→ WHAT TO PRODUCE:
Write out, word for word, everything in the entries from the line containing "In this exercise you will pick out the distant" down to the end of the entries.

→ Location labeling entries:
****************

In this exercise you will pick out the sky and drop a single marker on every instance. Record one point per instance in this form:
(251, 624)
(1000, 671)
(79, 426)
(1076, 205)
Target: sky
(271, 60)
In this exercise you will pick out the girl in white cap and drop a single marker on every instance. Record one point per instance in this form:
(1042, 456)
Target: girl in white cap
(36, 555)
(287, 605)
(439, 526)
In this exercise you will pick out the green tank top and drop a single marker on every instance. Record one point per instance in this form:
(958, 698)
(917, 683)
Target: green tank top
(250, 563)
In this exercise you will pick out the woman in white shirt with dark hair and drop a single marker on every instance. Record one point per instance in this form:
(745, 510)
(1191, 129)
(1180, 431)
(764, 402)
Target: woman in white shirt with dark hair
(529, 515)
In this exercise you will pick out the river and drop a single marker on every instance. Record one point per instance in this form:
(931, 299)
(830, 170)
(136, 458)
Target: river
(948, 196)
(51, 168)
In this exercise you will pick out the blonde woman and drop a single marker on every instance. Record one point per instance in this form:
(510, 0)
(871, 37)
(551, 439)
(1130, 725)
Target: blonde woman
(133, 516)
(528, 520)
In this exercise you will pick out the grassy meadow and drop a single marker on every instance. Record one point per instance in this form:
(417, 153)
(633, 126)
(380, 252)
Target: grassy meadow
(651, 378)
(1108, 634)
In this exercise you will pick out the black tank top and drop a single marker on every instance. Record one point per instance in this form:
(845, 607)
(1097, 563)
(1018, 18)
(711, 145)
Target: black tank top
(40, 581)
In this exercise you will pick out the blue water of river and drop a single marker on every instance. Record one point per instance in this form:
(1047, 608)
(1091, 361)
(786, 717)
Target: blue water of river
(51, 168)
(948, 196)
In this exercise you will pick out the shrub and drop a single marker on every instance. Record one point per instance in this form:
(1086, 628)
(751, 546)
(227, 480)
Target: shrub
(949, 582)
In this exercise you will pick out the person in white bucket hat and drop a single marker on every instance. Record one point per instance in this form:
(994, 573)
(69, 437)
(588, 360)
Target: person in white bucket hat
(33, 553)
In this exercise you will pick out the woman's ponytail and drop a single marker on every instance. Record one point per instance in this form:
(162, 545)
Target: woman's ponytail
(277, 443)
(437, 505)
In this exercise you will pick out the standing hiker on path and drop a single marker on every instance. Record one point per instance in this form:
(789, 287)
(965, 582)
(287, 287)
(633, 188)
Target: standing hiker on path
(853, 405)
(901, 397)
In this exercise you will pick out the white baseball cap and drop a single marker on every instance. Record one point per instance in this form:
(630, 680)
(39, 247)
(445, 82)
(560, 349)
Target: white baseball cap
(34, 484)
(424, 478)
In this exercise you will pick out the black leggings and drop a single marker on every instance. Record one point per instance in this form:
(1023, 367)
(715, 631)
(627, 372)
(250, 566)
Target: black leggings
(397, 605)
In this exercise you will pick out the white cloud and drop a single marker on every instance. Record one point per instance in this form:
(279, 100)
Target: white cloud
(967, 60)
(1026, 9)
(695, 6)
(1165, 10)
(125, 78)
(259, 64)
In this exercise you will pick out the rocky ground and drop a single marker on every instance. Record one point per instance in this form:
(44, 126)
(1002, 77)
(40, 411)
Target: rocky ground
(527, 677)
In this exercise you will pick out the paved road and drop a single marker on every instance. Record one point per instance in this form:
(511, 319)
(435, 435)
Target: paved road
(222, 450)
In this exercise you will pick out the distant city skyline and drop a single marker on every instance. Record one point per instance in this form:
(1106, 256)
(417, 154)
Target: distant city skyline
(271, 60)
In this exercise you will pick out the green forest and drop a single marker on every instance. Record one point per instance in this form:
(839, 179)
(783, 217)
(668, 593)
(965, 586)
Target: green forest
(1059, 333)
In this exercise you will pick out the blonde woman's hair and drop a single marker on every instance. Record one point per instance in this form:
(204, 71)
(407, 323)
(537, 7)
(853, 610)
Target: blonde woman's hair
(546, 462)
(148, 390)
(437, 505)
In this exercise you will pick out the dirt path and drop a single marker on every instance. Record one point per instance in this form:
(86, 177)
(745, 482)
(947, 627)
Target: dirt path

****************

→ WRITTEN ANSWER:
In this exercise you will pick out the distant city skyline and drop a single marker on every instance. Record one point per instance in this form:
(1106, 256)
(417, 154)
Target: distant city skyline
(271, 60)
In this exercise you will pick out the green forest and drop a single marker on every instance. Record one point per instance in this form:
(839, 179)
(783, 217)
(668, 593)
(965, 586)
Target: green forest
(1059, 333)
In this exercise you will pick out the blonde woman's hair and drop a single marker on every instance. Record one point per instance in this form:
(204, 71)
(407, 323)
(537, 7)
(853, 610)
Target: blonde woman's hair
(546, 462)
(148, 390)
(437, 505)
In this exercise you will pick out the dirt path and drop a single marker on every instance. Record one point per instance in this form:
(86, 177)
(745, 482)
(947, 627)
Target: dirt path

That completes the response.